The saying “hell hath no fury……” seems to have been appropriate for Mrs Aram, Eugene’s abandoned wife; she was quick to accuse him of the murder of Daniel Clark. Added to this was the rumours going around of an affair between her and Clark, which added more fuel to the fire. Aram was taken back to Yorkshire and tried for murder.

At his trial, in August 1759, Aram decided, unwisely as it turned out, to conduct his own defence. He questioned the identification of the bones and asserted his own good character but did not challenge the shaky, inconsistent and unreliable evidence of his former friend, Houseman. Despite the lack of conclusive evidence, Aram was convicted and sentenced to death. Accordingly, Aram was executed at York Castle, after an unsuccessful attempt to end his own life in prison, and his body returned to Knaresborough, where his gibbet was erected close to the scene of crime, overlooking the river Nidd; his body remained there, gradually decomposing, for at least 25–30 years.

| Dataset |
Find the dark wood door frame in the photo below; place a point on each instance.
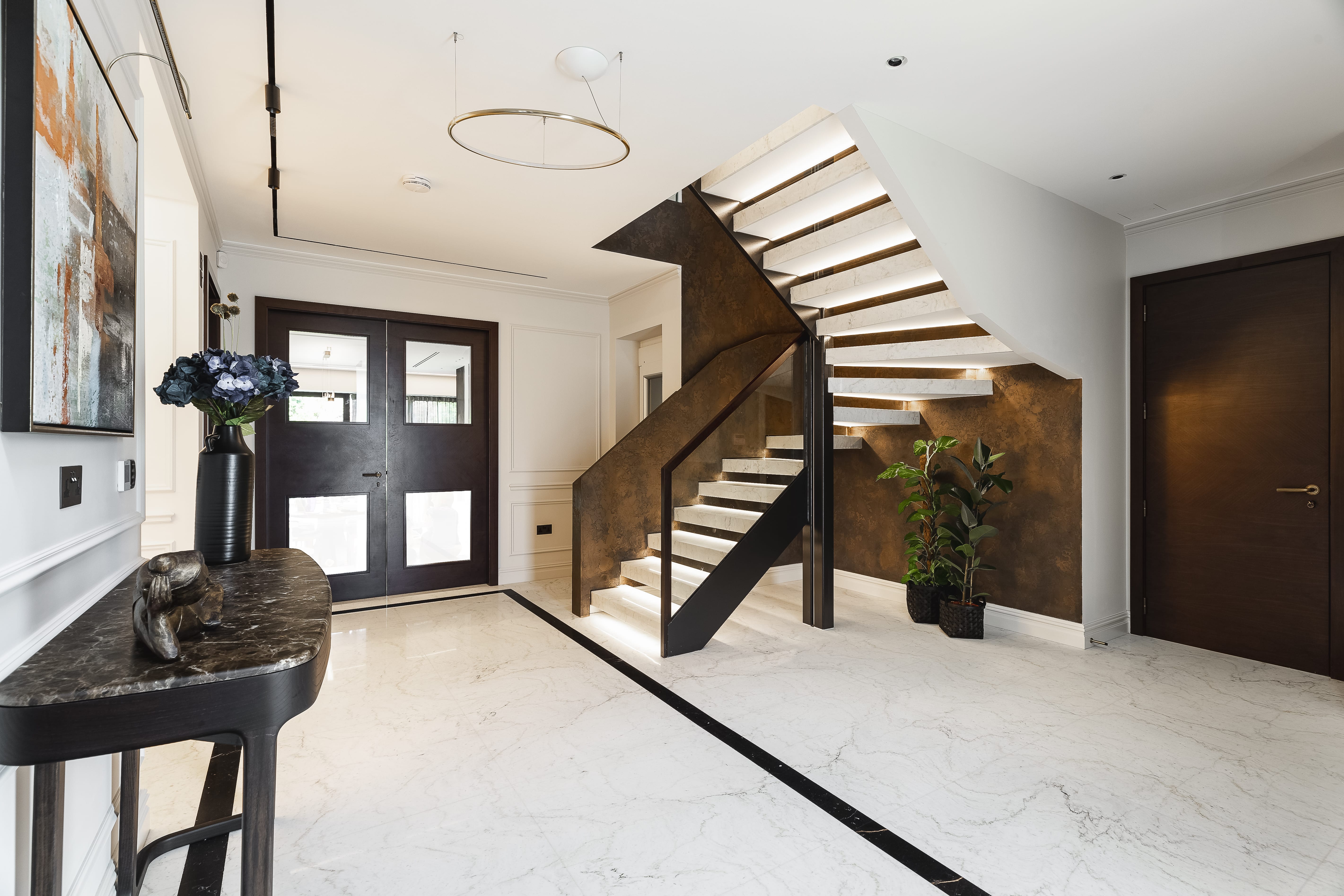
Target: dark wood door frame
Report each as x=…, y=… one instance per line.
x=1334, y=249
x=267, y=304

| Work instructions |
List every place named in the passage about Eugene Aram's trial, in the order they appear.

| Answer area |
Yorkshire, York Castle, Knaresborough, the river Nidd